> [SUPPLIED INFORMATION]
Start of Block

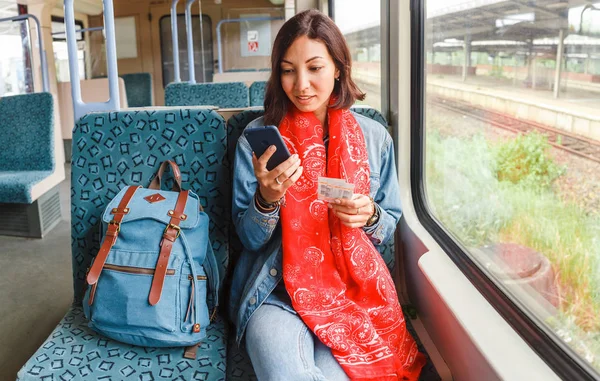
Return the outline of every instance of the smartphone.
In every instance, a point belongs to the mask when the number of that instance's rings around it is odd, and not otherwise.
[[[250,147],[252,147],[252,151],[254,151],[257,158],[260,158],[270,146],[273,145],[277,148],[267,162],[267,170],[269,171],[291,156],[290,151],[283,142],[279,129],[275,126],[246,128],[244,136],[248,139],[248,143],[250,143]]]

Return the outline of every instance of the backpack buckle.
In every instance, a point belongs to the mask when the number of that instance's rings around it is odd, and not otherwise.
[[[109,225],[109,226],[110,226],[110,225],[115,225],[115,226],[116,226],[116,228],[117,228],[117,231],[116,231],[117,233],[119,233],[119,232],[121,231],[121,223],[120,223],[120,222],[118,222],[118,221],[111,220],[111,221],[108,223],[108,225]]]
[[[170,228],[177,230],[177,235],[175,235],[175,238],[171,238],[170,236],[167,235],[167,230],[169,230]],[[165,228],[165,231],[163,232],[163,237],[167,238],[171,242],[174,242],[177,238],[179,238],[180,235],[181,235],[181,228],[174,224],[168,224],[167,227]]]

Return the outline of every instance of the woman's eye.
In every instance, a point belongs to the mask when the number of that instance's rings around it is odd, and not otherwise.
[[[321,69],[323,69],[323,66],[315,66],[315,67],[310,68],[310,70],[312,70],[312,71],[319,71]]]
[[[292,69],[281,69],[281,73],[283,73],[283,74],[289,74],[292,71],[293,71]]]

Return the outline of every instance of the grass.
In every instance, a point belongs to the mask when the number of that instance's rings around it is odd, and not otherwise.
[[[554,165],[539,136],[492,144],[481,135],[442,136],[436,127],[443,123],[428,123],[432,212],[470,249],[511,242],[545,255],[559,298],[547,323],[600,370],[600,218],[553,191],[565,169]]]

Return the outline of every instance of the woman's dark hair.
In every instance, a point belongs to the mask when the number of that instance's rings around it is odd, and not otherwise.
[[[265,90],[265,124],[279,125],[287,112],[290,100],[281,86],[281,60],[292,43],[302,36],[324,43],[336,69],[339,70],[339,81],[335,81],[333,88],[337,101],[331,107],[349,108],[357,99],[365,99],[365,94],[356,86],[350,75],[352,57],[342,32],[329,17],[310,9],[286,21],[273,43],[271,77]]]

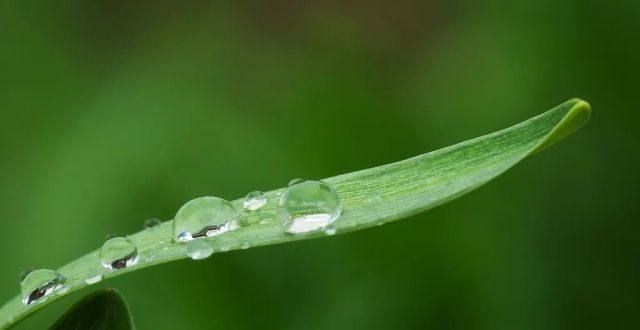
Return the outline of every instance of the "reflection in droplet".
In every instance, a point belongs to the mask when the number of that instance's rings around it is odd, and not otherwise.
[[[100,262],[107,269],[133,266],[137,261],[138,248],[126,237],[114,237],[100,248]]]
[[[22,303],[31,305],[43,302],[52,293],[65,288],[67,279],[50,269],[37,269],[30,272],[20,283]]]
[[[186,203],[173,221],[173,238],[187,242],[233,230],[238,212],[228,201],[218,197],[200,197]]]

End of Block

> [TASK OBJECTIVE] Using the data above, return every line that contains the string "outline".

> [EXERCISE RESPONSE]
Return the outline of every instance of the smartphone.
Return the outline of every instance of the backpack buckle.
Return the outline of every instance of the woman's eye.
Return the outline of every instance of the grass.
Return the outline of every instance of the woman's dark hair.
Return the outline of every instance of the "reflection in droplet".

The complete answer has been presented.